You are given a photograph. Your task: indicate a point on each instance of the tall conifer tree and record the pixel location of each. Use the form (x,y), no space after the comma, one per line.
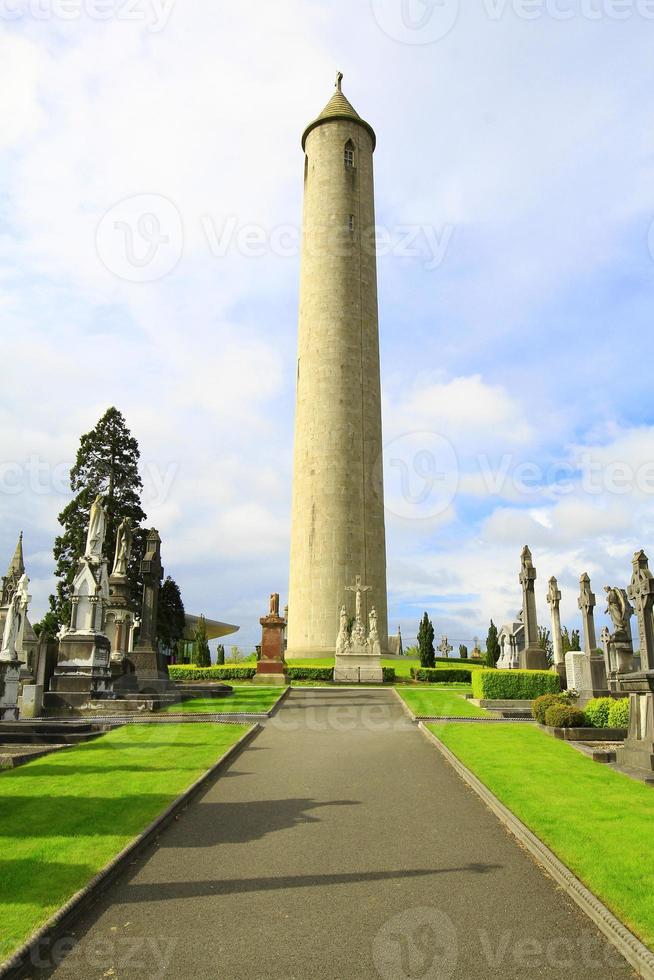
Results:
(107,464)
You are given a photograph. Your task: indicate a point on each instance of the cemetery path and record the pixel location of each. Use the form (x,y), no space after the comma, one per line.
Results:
(339,845)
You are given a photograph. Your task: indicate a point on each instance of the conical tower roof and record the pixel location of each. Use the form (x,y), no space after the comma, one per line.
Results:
(17,563)
(338,107)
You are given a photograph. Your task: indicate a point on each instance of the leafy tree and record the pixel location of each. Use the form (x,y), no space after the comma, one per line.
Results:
(492,646)
(171,618)
(48,626)
(426,642)
(571,641)
(545,643)
(202,655)
(107,464)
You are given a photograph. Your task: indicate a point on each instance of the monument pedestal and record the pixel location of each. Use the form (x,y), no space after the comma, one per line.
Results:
(271,666)
(82,672)
(9,681)
(533,658)
(358,667)
(638,750)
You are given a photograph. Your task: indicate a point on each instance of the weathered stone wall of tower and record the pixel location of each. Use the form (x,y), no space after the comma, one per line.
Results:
(338,507)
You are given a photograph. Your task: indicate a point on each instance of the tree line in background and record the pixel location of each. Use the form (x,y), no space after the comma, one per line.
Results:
(426,652)
(107,464)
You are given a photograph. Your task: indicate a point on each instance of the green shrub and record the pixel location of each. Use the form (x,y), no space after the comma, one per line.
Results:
(440,675)
(619,714)
(541,704)
(184,672)
(563,716)
(597,712)
(311,673)
(514,685)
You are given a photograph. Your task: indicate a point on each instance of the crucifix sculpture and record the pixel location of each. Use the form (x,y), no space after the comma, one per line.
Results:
(358,589)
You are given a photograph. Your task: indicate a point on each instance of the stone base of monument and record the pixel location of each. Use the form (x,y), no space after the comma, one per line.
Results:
(352,668)
(533,658)
(9,681)
(31,701)
(82,669)
(637,753)
(271,672)
(149,671)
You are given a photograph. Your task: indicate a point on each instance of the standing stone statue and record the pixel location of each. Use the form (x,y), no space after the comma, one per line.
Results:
(12,637)
(124,539)
(445,648)
(343,638)
(554,601)
(593,682)
(641,592)
(151,670)
(587,603)
(620,645)
(638,750)
(532,657)
(97,530)
(358,656)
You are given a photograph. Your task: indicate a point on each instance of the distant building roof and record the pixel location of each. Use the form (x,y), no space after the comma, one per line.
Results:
(214,628)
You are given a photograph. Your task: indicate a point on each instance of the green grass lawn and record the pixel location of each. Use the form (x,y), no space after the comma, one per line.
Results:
(597,821)
(252,698)
(442,701)
(402,667)
(65,816)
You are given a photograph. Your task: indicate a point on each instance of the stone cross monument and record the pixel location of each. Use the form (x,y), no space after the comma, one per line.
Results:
(271,666)
(445,648)
(337,527)
(150,669)
(532,657)
(554,600)
(638,750)
(593,682)
(358,653)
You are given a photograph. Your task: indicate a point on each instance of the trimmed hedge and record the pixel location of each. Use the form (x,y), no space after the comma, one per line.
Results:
(514,685)
(563,716)
(619,714)
(311,673)
(597,712)
(188,672)
(439,675)
(541,705)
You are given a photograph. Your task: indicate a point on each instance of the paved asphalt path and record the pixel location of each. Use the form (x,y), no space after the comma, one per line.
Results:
(338,845)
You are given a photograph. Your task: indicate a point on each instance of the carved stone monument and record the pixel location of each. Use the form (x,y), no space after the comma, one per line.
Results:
(271,666)
(82,671)
(120,613)
(151,669)
(12,650)
(358,656)
(445,648)
(594,683)
(619,649)
(638,750)
(554,601)
(532,657)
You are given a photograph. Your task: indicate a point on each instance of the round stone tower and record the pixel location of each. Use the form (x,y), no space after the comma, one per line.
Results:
(338,503)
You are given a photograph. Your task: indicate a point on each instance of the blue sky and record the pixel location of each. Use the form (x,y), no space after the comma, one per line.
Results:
(516,150)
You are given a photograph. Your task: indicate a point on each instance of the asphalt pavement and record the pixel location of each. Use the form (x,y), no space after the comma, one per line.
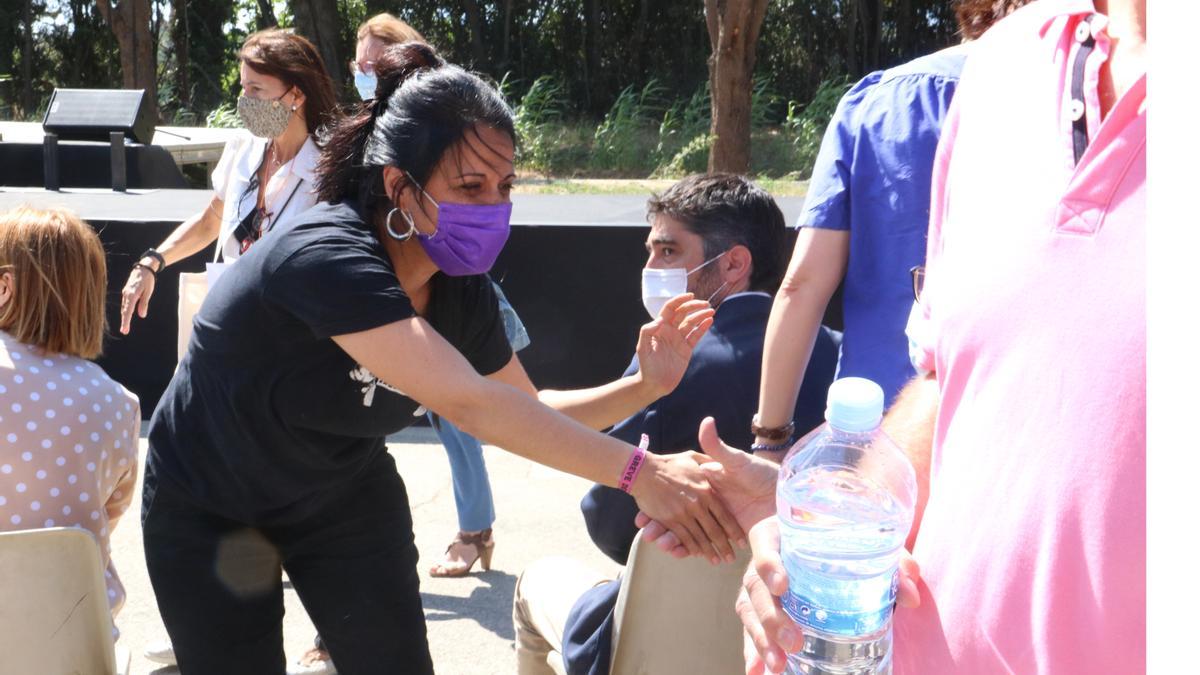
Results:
(469,620)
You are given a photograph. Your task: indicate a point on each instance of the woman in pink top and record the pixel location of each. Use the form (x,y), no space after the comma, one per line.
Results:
(69,434)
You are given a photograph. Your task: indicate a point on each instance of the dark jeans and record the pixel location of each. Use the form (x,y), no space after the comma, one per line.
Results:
(353,563)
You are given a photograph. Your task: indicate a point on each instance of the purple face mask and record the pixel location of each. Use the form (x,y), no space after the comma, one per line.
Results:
(468,238)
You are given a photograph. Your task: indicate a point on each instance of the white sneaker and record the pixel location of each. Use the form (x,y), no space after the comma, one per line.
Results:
(318,667)
(161,651)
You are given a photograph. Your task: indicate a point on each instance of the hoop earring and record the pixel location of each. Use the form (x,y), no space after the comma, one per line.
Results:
(408,220)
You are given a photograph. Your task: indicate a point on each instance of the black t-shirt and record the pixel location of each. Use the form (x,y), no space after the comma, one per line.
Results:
(267,416)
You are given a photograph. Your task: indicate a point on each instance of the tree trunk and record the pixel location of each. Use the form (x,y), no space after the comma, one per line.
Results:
(591,46)
(905,19)
(508,35)
(850,15)
(733,29)
(643,17)
(319,22)
(180,39)
(27,59)
(873,29)
(130,22)
(475,27)
(265,16)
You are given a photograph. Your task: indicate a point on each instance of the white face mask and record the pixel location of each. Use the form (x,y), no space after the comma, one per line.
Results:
(660,285)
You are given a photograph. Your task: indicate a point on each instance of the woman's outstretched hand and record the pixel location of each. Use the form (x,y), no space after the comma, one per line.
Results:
(675,491)
(665,345)
(136,296)
(744,483)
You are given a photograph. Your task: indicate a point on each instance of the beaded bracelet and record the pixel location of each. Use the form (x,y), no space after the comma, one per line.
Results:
(634,466)
(771,447)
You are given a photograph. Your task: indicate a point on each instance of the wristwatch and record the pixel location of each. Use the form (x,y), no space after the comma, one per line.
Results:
(775,434)
(156,256)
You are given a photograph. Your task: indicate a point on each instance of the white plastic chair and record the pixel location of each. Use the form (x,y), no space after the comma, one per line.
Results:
(54,615)
(676,616)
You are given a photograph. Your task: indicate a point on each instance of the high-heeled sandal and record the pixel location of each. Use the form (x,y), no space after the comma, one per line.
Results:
(484,545)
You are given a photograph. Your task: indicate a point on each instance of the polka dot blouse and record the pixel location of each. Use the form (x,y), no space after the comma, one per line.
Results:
(69,447)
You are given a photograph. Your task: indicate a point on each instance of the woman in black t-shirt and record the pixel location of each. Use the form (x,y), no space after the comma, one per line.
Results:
(268,448)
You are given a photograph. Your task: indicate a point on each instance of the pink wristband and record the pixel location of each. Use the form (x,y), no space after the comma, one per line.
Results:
(634,466)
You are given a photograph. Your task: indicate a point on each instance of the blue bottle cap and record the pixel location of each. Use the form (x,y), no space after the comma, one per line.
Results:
(855,404)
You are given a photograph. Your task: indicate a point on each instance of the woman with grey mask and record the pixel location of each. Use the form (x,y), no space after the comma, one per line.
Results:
(265,172)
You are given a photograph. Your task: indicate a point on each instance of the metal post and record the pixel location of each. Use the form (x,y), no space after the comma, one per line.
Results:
(117,142)
(51,161)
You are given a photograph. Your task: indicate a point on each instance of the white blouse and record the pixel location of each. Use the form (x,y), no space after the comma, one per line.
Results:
(69,447)
(291,191)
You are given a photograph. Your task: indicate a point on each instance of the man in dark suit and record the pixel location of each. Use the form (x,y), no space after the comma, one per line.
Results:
(724,239)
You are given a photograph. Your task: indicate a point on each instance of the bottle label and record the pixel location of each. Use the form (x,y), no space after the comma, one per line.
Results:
(811,614)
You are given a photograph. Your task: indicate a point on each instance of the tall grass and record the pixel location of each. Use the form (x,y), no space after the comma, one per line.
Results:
(646,135)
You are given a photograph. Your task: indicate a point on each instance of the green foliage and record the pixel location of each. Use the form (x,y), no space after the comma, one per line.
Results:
(223,117)
(537,123)
(693,157)
(617,144)
(807,124)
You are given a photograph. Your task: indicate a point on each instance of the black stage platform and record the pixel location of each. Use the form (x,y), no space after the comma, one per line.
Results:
(571,269)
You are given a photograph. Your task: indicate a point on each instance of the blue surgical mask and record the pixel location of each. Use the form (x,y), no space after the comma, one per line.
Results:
(366,84)
(660,285)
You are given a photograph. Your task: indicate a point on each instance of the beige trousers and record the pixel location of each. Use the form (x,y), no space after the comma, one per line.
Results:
(544,597)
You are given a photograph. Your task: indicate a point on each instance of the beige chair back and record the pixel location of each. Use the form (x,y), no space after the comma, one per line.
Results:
(676,616)
(54,615)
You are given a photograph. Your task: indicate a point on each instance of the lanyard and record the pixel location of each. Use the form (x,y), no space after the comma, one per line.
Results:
(1078,106)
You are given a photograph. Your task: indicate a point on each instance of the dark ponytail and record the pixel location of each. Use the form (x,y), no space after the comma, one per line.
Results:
(423,106)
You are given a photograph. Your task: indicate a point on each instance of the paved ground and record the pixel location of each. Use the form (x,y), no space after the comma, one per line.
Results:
(469,620)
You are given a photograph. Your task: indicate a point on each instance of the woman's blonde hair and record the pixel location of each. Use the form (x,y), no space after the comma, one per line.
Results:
(389,29)
(59,280)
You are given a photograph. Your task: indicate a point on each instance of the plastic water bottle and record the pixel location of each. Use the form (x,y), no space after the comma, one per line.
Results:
(845,499)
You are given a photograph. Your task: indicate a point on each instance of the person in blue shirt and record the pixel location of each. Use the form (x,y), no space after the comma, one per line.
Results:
(721,238)
(863,225)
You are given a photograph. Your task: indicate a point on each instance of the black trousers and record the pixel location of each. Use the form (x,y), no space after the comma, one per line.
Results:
(354,566)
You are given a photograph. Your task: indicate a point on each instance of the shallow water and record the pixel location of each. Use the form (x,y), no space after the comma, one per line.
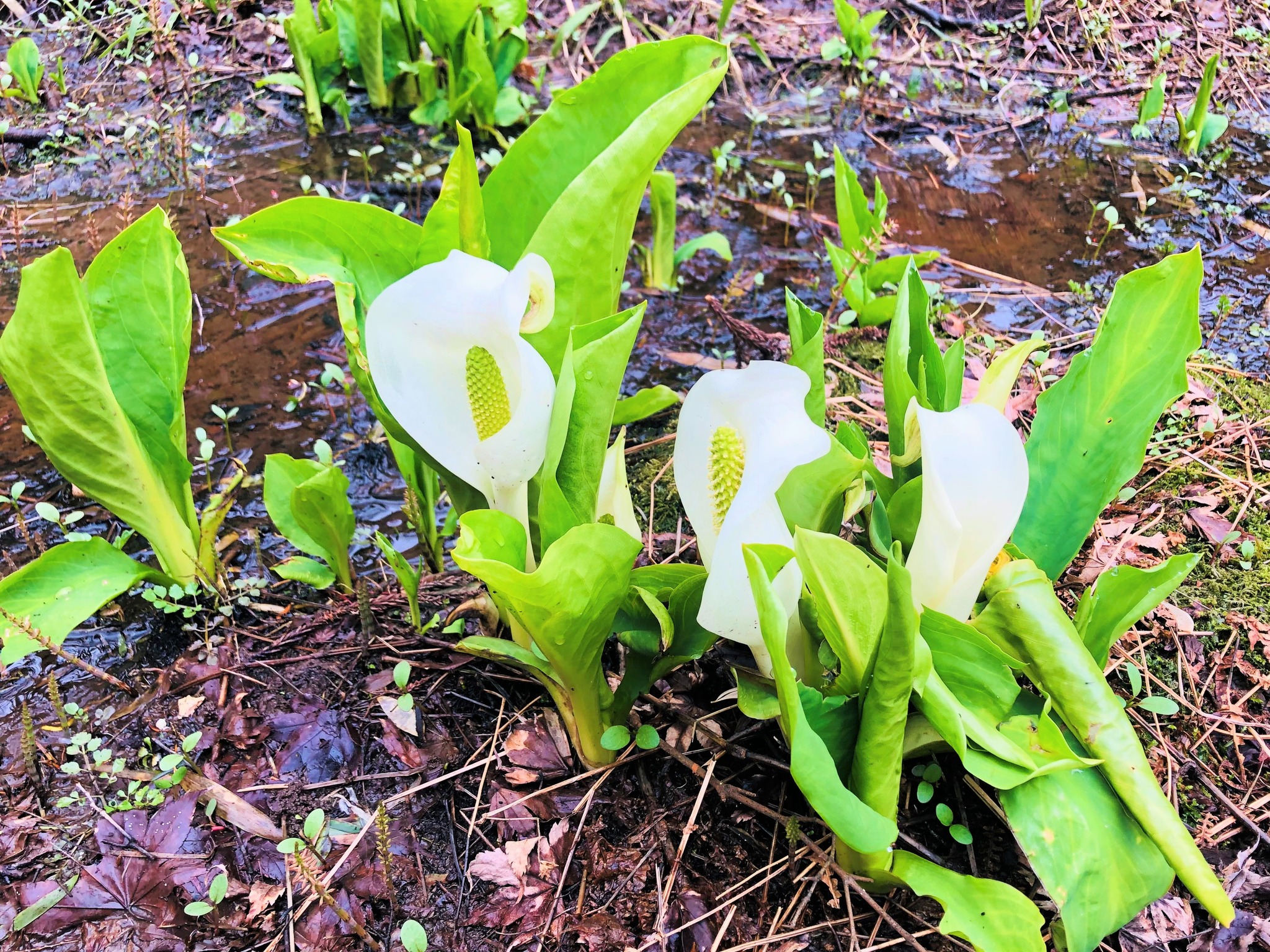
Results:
(1014,208)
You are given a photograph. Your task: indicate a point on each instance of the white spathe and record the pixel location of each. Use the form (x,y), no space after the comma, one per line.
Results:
(974,482)
(615,494)
(419,333)
(760,408)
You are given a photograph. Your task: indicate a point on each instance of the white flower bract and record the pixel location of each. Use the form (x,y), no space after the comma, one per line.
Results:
(974,482)
(448,362)
(739,436)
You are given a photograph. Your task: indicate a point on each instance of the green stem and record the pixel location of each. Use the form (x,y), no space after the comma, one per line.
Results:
(1025,619)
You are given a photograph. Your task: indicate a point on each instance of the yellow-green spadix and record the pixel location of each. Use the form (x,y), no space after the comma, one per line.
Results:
(739,436)
(448,361)
(974,482)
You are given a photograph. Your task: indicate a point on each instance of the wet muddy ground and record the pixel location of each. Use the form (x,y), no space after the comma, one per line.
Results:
(287,694)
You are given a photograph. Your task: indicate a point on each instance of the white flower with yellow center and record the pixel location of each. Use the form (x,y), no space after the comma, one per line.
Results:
(741,433)
(974,482)
(448,361)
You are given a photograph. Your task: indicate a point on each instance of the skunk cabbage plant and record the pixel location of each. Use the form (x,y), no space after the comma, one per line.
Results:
(489,345)
(974,480)
(98,368)
(741,434)
(904,671)
(422,358)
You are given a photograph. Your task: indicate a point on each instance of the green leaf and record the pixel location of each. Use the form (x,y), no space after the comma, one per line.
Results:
(711,242)
(814,494)
(571,186)
(413,937)
(647,738)
(1091,428)
(41,906)
(305,570)
(1152,104)
(616,738)
(1095,861)
(660,202)
(1122,597)
(850,593)
(1025,619)
(812,765)
(98,369)
(566,609)
(646,403)
(314,824)
(309,505)
(877,763)
(990,915)
(27,69)
(402,674)
(756,695)
(1160,705)
(1000,379)
(601,351)
(322,509)
(571,25)
(63,588)
(807,352)
(362,249)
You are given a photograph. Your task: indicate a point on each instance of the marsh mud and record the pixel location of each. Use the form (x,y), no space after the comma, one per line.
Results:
(286,694)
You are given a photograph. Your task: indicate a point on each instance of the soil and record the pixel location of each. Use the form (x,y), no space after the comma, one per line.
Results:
(479,824)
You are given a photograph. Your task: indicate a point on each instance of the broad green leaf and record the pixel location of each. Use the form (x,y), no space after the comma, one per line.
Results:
(322,509)
(850,593)
(813,494)
(305,570)
(660,200)
(601,351)
(711,242)
(1122,596)
(1000,379)
(571,186)
(566,607)
(23,59)
(362,249)
(98,369)
(646,403)
(756,695)
(282,474)
(991,915)
(309,505)
(812,765)
(1152,104)
(367,18)
(807,352)
(63,588)
(1026,620)
(1095,861)
(876,767)
(1091,428)
(889,271)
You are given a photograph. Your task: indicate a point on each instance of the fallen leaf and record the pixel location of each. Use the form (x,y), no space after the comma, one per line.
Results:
(1166,919)
(262,896)
(404,719)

++++

### Exercise instructions
Every line from the line containing "of the fallen" to the last line of the material above must be repeated exactly, and no other line.

### Written solution
You are given a photograph. Your task: indicate a point on each instance of the fallen leaf and record the pixel location of each. Use the form (x,y), no space after the comma, one per line.
Results:
(1166,919)
(262,896)
(404,719)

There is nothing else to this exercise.